**SET PROBLEM 1**. List every characteristic that the VPP passage assigns to the Company's VPPs in its numbered points.
**SET PROBLEM 2**. Reproduce word for word the part of the VPP passage that opens with the words containing "The Company’s VPPs" and closes with "have been delivered.".

**SOURCE PASSAGE**.

+ + + + +

The Company’s VPPs represent limited-term overriding royalty interests in oil and gas reserves which: (i) entitle the purchaser to receive production volumes over a period of time from specific lease interests; (ii) are free and clear of all associated future production costs and capital expenditures; (iii) are nonrecourse to the Company (i.e., the purchaser’s only recourse is to the assets acquired); (iv) transfers title of the assets to the purchaser and (v) allows the Company to retain the assets after the VPPs volumetric quantities have been delivered.

+ + + + +

Items from a data source
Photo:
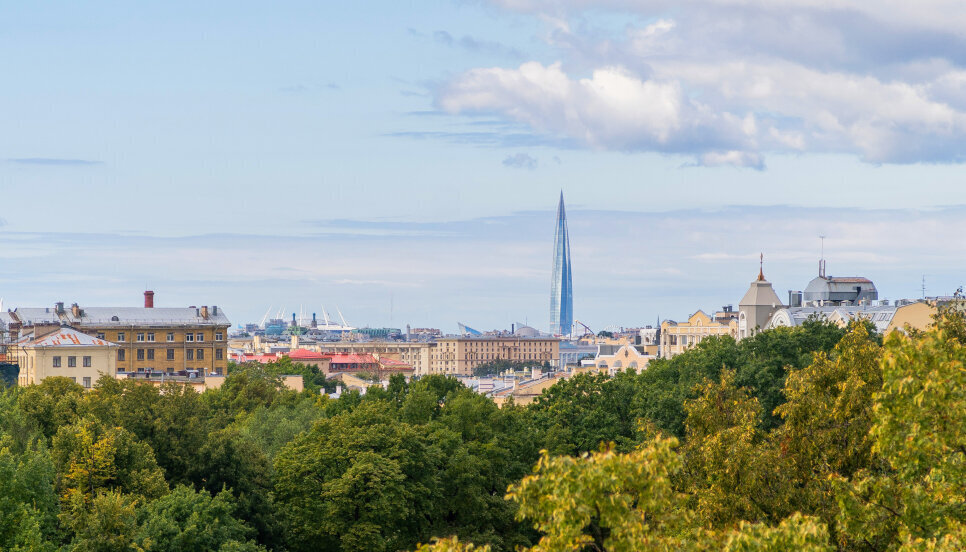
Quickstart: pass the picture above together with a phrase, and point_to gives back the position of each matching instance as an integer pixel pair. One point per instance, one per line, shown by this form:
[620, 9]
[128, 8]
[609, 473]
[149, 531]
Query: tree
[361, 480]
[917, 497]
[91, 459]
[107, 524]
[190, 520]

+ + + + +

**COMPLETE OUTPUT 1**.
(i) They entitle the purchaser to receive production volumes over a period of time from specific lease interests.
(ii) They are free and clear of all associated future production costs and capital expenditures.
(iii) They are nonrecourse to the Company, so the purchaser's only recourse is to the assets acquired.
(iv) They transfer title of the assets to the purchaser.
(v) They allow the Company to retain the assets after the VPPs volumetric quantities have been delivered.

**COMPLETE OUTPUT 2**.
The Company’s VPPs represent limited-term overriding royalty interests in oil and gas reserves which: (i) entitle the purchaser to receive production volumes over a period of time from specific lease interests; (ii) are free and clear of all associated future production costs and capital expenditures; (iii) are nonrecourse to the Company (i.e., the purchaser’s only recourse is to the assets acquired); (iv) transfers title of the assets to the purchaser and (v) allows the Company to retain the assets after the VPPs volumetric quantities have been delivered.